- _Task_
Type out all the records word for word. Any pictures are to be left out.

- _Excerpted records_

====

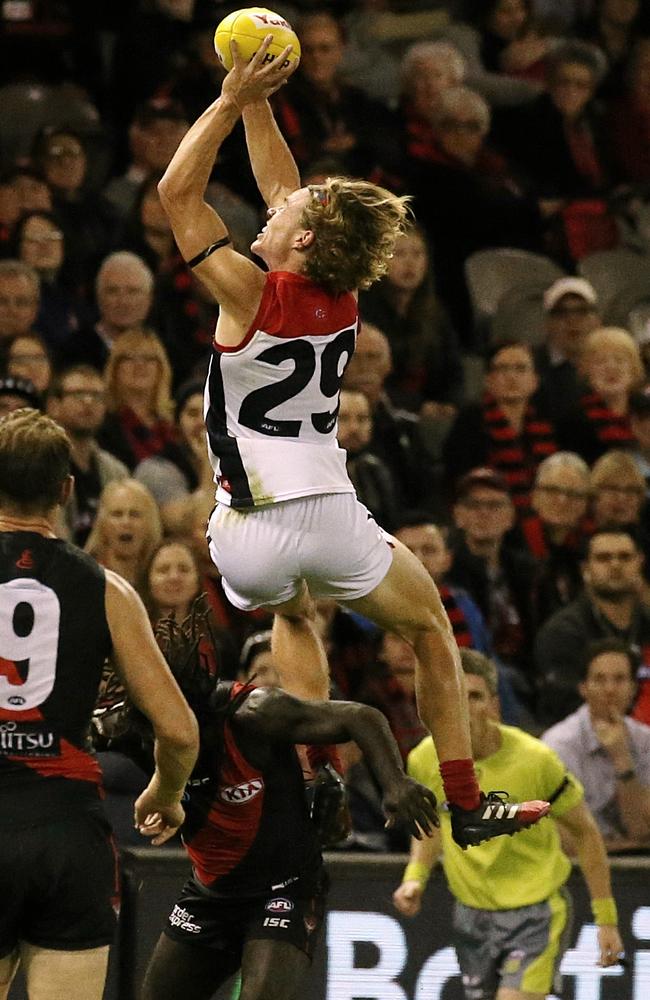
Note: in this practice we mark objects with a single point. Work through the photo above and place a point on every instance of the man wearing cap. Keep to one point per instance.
(571, 310)
(16, 393)
(498, 577)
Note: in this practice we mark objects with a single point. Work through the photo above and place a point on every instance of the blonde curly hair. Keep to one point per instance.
(355, 225)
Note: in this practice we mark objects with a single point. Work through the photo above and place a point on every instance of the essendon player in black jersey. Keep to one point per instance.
(256, 898)
(287, 527)
(60, 615)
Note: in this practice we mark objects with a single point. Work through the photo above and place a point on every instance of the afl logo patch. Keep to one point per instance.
(238, 794)
(279, 905)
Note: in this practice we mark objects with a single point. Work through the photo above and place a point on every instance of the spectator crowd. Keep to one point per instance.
(496, 413)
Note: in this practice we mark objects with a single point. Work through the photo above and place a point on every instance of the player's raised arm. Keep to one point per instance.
(152, 688)
(273, 164)
(200, 233)
(276, 715)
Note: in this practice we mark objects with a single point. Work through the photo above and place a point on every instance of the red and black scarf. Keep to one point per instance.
(612, 429)
(514, 454)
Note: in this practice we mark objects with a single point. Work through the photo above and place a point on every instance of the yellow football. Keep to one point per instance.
(249, 27)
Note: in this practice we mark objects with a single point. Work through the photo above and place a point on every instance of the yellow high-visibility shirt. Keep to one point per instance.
(506, 872)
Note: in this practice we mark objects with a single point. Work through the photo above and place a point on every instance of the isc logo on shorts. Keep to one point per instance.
(279, 905)
(238, 794)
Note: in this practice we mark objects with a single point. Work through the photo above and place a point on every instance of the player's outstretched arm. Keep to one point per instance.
(273, 164)
(592, 857)
(152, 688)
(234, 280)
(276, 715)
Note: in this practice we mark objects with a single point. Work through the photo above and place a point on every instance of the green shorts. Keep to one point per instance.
(520, 949)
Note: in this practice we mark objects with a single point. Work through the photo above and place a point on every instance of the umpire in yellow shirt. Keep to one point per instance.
(512, 909)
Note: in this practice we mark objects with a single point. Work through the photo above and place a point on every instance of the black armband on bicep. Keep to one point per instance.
(200, 257)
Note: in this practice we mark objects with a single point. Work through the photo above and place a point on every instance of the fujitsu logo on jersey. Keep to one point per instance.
(28, 740)
(279, 905)
(239, 794)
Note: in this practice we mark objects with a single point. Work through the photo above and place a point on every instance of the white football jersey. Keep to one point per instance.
(271, 403)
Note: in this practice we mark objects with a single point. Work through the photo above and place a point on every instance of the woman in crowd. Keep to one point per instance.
(427, 373)
(504, 430)
(628, 121)
(39, 240)
(28, 357)
(60, 155)
(555, 529)
(612, 368)
(126, 530)
(147, 230)
(558, 143)
(182, 466)
(172, 581)
(509, 43)
(467, 198)
(614, 27)
(140, 407)
(427, 70)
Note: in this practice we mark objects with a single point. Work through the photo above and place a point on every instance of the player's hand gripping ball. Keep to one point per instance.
(249, 28)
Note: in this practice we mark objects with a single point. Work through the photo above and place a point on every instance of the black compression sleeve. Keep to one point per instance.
(208, 250)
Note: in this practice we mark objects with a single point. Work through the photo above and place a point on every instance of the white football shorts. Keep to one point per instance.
(330, 541)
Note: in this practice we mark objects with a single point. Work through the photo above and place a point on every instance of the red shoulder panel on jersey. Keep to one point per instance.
(293, 306)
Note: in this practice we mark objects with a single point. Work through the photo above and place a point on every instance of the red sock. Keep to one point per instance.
(460, 784)
(326, 753)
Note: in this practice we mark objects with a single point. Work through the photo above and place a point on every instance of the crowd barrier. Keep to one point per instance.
(368, 952)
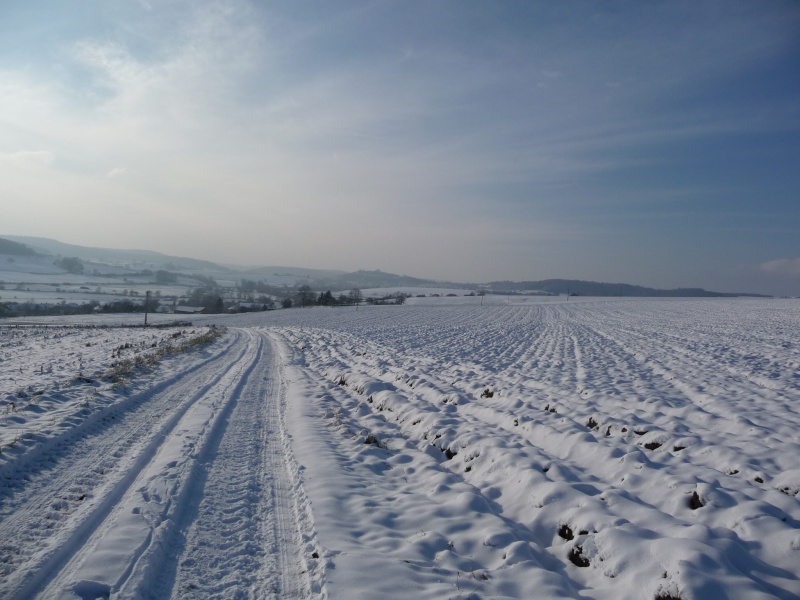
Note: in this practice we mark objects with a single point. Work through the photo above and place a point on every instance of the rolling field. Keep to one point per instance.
(582, 449)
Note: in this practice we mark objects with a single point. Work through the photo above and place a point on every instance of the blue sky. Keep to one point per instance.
(653, 143)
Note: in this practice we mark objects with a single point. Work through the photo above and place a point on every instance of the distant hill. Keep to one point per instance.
(322, 279)
(594, 288)
(378, 279)
(157, 259)
(15, 248)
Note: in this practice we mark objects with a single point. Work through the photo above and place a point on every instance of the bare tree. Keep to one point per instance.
(356, 296)
(305, 296)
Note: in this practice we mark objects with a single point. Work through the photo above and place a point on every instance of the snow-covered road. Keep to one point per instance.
(181, 490)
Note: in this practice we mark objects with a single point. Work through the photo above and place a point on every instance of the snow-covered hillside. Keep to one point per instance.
(581, 449)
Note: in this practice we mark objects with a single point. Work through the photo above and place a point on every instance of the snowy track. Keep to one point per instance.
(100, 513)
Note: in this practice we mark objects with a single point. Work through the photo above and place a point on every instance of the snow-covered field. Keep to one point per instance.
(554, 449)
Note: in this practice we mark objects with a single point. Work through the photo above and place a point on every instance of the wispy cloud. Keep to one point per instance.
(28, 157)
(782, 266)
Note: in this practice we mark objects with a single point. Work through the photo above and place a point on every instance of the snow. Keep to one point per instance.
(534, 447)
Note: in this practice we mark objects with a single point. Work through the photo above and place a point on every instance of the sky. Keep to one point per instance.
(652, 143)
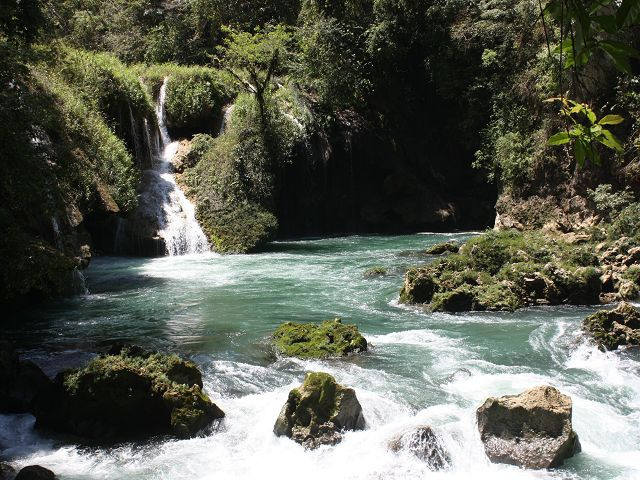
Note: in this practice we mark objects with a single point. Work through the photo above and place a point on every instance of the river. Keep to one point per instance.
(422, 368)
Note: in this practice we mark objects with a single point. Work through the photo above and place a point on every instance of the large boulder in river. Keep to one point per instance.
(318, 411)
(20, 381)
(129, 394)
(614, 328)
(530, 430)
(35, 472)
(424, 444)
(329, 339)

====

- _Solution for this exercise_
Note: in this practice we mark objects with a single point. Work through the photo above and place a point on every instance of the man wearing cap. Keep to one point per instance.
(571, 310)
(16, 393)
(498, 577)
Note: in this practice we mark objects with a single point. Work through the photo above and place a point on every instance of the blonde curly hair. Keep to one point per instance.
(355, 225)
Note: in this practice we mark objects with a single point. Work through the photo above and place a point on every instance of the essendon player in black jersey. Keep to one point per instance.
(256, 898)
(287, 527)
(60, 615)
Note: in this practice we mark objects with a single point. Work through the photo above and place a point on every instance of the afl logo patch. Keep to one point per instance.
(238, 794)
(279, 905)
Note: in this practice we mark objects with a single point. Work through the photo above and place a point on every instance of the spectator crowd. Keep to one point per instance.
(496, 413)
Note: in this practice we mark objects with a single point. Work through the photo above and place a point on every instance of the player's raised arm. Keep to one point per instance.
(152, 688)
(273, 164)
(200, 233)
(276, 715)
Note: in this practice we mark objects with a single point. Work through the photo above and place a point on every instance of the red and black scarf. Keep to one point per instance.
(612, 429)
(514, 454)
Note: in this practice we mark objects with a single point. Work through the photo above and place a point on every instance of the yellow football. Keep to one point per instance.
(249, 27)
Note: in this practice we mark objects with a single point. Work through the photo above and place a point on every instance of the yellow high-visibility shirt. Keep to one point per instance.
(506, 872)
Note: in this practice we mark objects with a single point. Work through the photo above and place a point on every instance of the isc logo on shorts. Keep to one point per instance.
(279, 905)
(238, 794)
Note: in this practice we mark objects with a single point. Work through the photo above and place a point on every instance of the player's outstretched arm. Keep to one point per instance.
(273, 164)
(592, 857)
(152, 688)
(234, 280)
(276, 715)
Note: in this practice we mark objects with a single point. Work through the photo above and place a point on every instance of the green shorts. Keep to one point per instance.
(520, 949)
Note: in this practice we mark objects with a single point. Work through the photo above and place a point on every instance of the umpire in yellow shirt. Keep to one point per instance.
(512, 909)
Note: in this practice we mark objects with a single point. Work through the photo above and place a point on every instance of the black armband on bicep. Keep to one point per instance.
(200, 257)
Note: in this practice we mark objects with a single point. Work through the photo above and place a point on every instance of the fujitsu logo on jersey. Keep to one point per instance.
(28, 740)
(279, 905)
(239, 794)
Note: in this practice we mark objects with a single point. Work through the photo above and place a point on every instance of the white football jersey. Keep to one point per instance.
(271, 403)
Note: in this practice we mark objects with a single point. Work through the photo above and place a point on every instance of the woman in crowd. Keep to one point per instance.
(427, 373)
(504, 430)
(628, 121)
(39, 240)
(28, 357)
(60, 155)
(555, 529)
(612, 368)
(126, 530)
(147, 230)
(558, 143)
(182, 466)
(172, 581)
(509, 43)
(467, 198)
(614, 27)
(140, 407)
(427, 70)
Note: in this practice we mark objects with a single point. Work through the photo above and place a point on every instance of the player's hand gripping ball. Keep to one point per instance.
(249, 28)
Note: in this practice we mark objects with a single point. Work through the photo above and place a point on every instance of the black compression sleeve. Keep to one point per instance.
(208, 250)
Note: in this practice we mark objects with a single point. Work through the photo above and place a point on every instance of the white football shorts. Keep to one point per instance.
(330, 541)
Note: in this practice we mark objects with a single point. Work through the photo above and place a point on every instance of the red shoulder panel on jersey. Keep to one point per instance.
(293, 306)
Note: in this practice we mark objects with a single point. Work through the photo above and place a point on every instance of the red sock. Keep to one point per instance.
(460, 784)
(326, 753)
Note: in this practice we mark objects with a single point. Work through the photo above and place a point on every instance of the crowd barrier. Keep to one point per instance.
(368, 952)
Note: in this practice we mark objects with a single point. Work through the photo above and place a point on every instance of the rolling field. Keep to one point per instance.
(582, 449)
Note: in this practice we mark objects with a single point. Work through the photo above and place a point on every instance of the blue sky. Keep to one point per instance.
(653, 143)
Note: in this practice we mark objects with a single point. Work through the photo above and place a point on every instance of the distant hill. Keep to one point per instance.
(322, 279)
(594, 288)
(378, 279)
(157, 259)
(15, 248)
Note: in this practice we mark objects with a single point. Work through the photo above and place a point on every instance of the bare tree. Keep to one point per instance.
(356, 296)
(305, 296)
Note: in this practice we mark objects with a single point. Work through the photo above and place a point on every instance of the snow-covered road. Keep to one point per instance.
(181, 490)
Note: in this practice we mark objects with a single point. Work through the photo above and place a point on every instance of the snow-covered hillside. Keep to one point per instance.
(581, 449)
Note: in this practice we mark objects with a single point. Work through the photo above and place a point on every instance of the snowy track. Keep to one point per instance.
(100, 513)
Note: in this practice we mark objects with a single point. Work through the photo above and place a point on every instance of the snow-covered field. Keep to one point per instance.
(554, 449)
Note: in this practice we mark objects with a single point. Work through the photo above and place a point on every instance of the wispy cloud. Keep to one point per instance.
(28, 157)
(782, 266)
Note: in this practice we mark objects with a single point. Work through the photo above and place a point on every instance of the snow. Keep to one point per instance.
(534, 447)
Note: in this practice we mark objects with a single point. Work through the photo above and place a point on every instance of the sky. Keep to one point per instance.
(652, 143)
Note: in this practice we mark objects with a single point. Work through the photo above and place a point on every instance of the river. Keep to one point per instance.
(422, 368)
Note: in this practice we mark objects with a single point. Work through the photo above and place a point on every instance of the large boulder in river. Keep to one point per instance.
(318, 411)
(20, 381)
(129, 394)
(614, 328)
(530, 430)
(35, 472)
(424, 444)
(329, 339)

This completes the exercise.